• _Stored items from a collection_:
--- BEGIN ---
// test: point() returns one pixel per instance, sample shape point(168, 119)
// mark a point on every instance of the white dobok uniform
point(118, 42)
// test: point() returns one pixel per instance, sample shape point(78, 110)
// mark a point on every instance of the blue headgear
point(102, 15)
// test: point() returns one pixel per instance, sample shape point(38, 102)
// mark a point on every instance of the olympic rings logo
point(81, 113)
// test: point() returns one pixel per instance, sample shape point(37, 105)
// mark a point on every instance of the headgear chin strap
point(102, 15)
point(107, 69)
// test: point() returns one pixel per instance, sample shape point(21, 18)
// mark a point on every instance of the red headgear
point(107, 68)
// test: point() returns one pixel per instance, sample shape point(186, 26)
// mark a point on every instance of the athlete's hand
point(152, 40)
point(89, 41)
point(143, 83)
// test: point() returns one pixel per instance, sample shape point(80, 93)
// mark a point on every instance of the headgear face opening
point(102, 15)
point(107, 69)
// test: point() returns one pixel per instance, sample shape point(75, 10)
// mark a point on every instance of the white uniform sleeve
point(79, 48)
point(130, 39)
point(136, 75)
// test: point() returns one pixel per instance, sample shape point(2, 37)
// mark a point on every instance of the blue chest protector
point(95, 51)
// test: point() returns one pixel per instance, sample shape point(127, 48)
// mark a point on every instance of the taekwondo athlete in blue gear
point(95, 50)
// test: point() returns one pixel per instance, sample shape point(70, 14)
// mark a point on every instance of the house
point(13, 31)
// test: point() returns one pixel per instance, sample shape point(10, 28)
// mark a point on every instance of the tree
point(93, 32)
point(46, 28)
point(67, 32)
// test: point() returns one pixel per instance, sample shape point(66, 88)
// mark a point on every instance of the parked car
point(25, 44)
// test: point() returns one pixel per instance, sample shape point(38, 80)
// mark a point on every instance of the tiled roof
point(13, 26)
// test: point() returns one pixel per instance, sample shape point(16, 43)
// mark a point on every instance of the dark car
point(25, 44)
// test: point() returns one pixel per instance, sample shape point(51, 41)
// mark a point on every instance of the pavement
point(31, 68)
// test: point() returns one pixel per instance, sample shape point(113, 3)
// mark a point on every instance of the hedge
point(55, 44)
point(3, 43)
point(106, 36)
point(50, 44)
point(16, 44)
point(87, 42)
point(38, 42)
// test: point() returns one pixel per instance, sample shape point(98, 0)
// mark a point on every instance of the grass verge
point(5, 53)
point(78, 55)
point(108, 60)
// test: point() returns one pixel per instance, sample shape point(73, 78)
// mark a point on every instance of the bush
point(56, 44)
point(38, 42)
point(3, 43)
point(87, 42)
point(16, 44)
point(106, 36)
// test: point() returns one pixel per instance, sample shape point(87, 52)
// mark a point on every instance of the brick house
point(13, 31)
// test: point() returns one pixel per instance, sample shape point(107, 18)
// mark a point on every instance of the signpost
--- END ---
• _Direction_: Put every line of the rows above into a JSON list of strings, with one string for each line and blank lines omitted.

• _Solution for this task_:
[
  "// test: point() returns one pixel per instance, sample shape point(168, 119)",
  "// mark a point on every instance of the white dobok uniform",
  "point(118, 42)",
  "// test: point() returns one pixel per instance, sample shape point(78, 110)",
  "// mark a point on every instance of the blue headgear",
  "point(102, 15)",
  "// test: point() returns one pixel per instance, sample shape point(38, 102)",
  "// mark a point on every instance of the olympic rings logo",
  "point(81, 113)",
  "// test: point() returns one pixel per instance, sample shape point(37, 105)",
  "// mark a point on every instance of the headgear chin strap",
  "point(102, 15)",
  "point(107, 69)",
  "// test: point() returns one pixel per instance, sample shape point(21, 18)",
  "// mark a point on every instance of the red headgear",
  "point(107, 68)",
  "// test: point() returns one pixel per instance, sample shape point(186, 26)",
  "// mark a point on every instance of the athlete's hand",
  "point(152, 40)",
  "point(89, 41)",
  "point(143, 83)",
  "// test: point() returns one pixel per instance, sample shape point(80, 93)",
  "// mark a point on every instance of the headgear face opening",
  "point(102, 15)",
  "point(107, 69)",
  "// test: point() returns one pixel per instance, sample shape point(75, 10)",
  "// mark a point on every instance of the white uniform sleeve",
  "point(79, 48)",
  "point(130, 39)",
  "point(136, 75)",
  "// test: point() returns one pixel per instance, sample shape point(2, 37)",
  "// mark a point on every instance of the blue chest protector",
  "point(95, 51)",
  "// test: point() returns one pixel per instance, sample shape point(127, 48)",
  "// mark a point on every instance of the taekwondo athlete in blue gear",
  "point(95, 50)",
  "// test: point() returns one pixel per instance, sample shape point(70, 14)",
  "// mark a point on every instance of the house",
  "point(13, 31)",
  "// test: point() returns one pixel per instance, sample shape point(10, 28)",
  "// mark a point on every instance of the tree",
  "point(93, 32)",
  "point(46, 28)",
  "point(67, 32)",
  "// test: point() returns one pixel per instance, sample shape point(66, 88)",
  "// mark a point on every instance of the parked car",
  "point(25, 44)",
  "// test: point() returns one pixel per instance, sample shape point(38, 80)",
  "// mark a point on every instance of the tiled roof",
  "point(13, 26)",
  "// test: point() returns one pixel per instance, sample shape point(16, 43)",
  "// mark a point on every instance of the dark car",
  "point(25, 44)",
  "// test: point() returns one pixel per instance, sample shape point(51, 41)",
  "// mark a point on every instance of the pavement",
  "point(31, 68)",
  "// test: point() returns one pixel per instance, sample shape point(113, 3)",
  "// mark a point on every instance of the hedge",
  "point(55, 44)",
  "point(3, 43)",
  "point(106, 36)",
  "point(50, 44)",
  "point(16, 44)",
  "point(87, 42)",
  "point(38, 42)",
  "// test: point() returns one pixel per instance, sample shape point(98, 0)",
  "// mark a point on every instance of the grass verge",
  "point(5, 53)",
  "point(78, 55)",
  "point(108, 60)",
  "// test: point() returns one pixel per instance, sample shape point(73, 78)",
  "// mark a point on every instance of the bush",
  "point(56, 44)",
  "point(38, 42)",
  "point(3, 43)",
  "point(87, 42)",
  "point(16, 44)",
  "point(106, 36)",
  "// test: point() returns one pixel per instance, sample shape point(87, 52)",
  "// mark a point on every instance of the brick house",
  "point(13, 31)",
  "// test: point() returns one pixel per instance, sample shape point(107, 18)",
  "// mark a point on every instance of the signpost"
]